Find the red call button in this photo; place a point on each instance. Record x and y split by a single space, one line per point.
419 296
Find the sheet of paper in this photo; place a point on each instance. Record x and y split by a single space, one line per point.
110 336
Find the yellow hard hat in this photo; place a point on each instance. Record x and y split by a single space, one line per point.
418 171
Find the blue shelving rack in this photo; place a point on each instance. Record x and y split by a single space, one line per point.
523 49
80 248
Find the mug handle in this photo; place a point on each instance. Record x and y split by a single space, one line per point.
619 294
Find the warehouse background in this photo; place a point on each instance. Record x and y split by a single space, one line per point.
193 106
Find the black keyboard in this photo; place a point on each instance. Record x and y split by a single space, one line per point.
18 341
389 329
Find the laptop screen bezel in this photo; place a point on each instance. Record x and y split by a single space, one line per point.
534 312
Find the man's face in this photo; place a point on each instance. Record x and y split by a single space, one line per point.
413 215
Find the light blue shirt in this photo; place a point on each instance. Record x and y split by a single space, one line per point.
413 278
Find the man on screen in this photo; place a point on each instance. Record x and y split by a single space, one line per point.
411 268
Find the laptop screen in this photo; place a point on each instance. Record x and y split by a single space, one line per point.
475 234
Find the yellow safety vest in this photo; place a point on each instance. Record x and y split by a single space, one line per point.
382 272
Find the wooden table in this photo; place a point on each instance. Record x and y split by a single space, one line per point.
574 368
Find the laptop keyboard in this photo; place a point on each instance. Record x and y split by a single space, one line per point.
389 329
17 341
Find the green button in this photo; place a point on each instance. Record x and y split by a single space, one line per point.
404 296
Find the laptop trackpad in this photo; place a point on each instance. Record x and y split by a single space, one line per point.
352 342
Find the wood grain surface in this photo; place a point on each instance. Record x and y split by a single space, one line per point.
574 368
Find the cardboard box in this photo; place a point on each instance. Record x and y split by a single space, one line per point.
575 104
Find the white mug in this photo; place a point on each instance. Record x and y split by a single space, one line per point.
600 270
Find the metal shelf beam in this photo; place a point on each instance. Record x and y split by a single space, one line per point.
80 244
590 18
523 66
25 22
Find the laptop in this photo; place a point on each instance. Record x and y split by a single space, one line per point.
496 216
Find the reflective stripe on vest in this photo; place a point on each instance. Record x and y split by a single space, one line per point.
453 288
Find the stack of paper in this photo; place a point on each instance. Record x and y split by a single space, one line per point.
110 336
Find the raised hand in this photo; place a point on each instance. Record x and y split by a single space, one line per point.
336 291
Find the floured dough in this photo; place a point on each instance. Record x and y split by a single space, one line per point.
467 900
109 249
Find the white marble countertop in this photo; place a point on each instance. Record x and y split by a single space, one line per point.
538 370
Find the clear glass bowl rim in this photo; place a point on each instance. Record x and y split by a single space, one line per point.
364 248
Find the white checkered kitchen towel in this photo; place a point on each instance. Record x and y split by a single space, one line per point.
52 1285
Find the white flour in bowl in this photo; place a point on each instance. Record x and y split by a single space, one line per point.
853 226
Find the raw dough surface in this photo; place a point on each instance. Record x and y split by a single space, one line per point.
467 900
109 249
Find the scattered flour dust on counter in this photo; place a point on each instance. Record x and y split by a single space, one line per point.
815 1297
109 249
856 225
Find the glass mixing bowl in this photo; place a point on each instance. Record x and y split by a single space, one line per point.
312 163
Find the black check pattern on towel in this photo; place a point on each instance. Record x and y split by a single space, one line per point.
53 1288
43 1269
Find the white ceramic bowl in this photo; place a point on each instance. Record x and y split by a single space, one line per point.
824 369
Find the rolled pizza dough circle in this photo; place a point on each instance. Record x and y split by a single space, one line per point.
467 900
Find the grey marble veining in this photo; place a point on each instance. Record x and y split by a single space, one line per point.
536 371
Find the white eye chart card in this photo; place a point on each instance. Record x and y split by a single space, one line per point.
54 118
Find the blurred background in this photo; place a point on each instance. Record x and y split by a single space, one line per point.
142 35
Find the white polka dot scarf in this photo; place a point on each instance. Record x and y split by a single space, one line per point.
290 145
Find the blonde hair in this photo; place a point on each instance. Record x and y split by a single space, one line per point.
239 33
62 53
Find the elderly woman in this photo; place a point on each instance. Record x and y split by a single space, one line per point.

▬▬▬▬▬▬▬▬▬▬

▶ **EXERCISE DIRECTIONS**:
Please quote exactly the lines from the one containing "Find the scattered" through the last line of the records above, both included, and nothing else.

▶ **ANSWER**:
Find the scattered flour dust on counter in this photo; place a point on each instance. Record x and y split by a single space, one line per point.
815 1297
109 249
856 225
Find the glass mixing bowl in this photo; place a point on each instance. Record x and y split by a single space, one line per point.
312 163
Find the black check pattern on towel in this photo; place a point on each instance. Record x and y split by a single space, one line per point.
53 1288
43 1269
Find the white ceramic bowl in this photo; place a point on each instance. Record x and y split by a single space, one line per point.
824 369
Find the rolled pizza dough circle in this photo; place a point on each instance. Record x and y split by a single space, one line per point.
467 900
Find the grey marble veining in this photo; place a point on each instance. Record x and y split by a single space, one line per point.
536 371
Find the white eye chart card in this photo; place a point on each instance. Record x and y split by a single space, one line per point.
54 118
Find the blurred background in this photo; place a point on each instance. Record x and y split by a single space, one line per point.
142 35
Find the white polka dot scarf in this photo; place a point on each instance. Record x and y split by a single space, one line per point.
290 145
Find the blonde hair in this photo; place a point on each instance. Record x and y split by a single space, one line per point.
239 33
62 53
Find the elderly woman in this photo; place a point on each instance. Record x and y split by a single space, one line per point.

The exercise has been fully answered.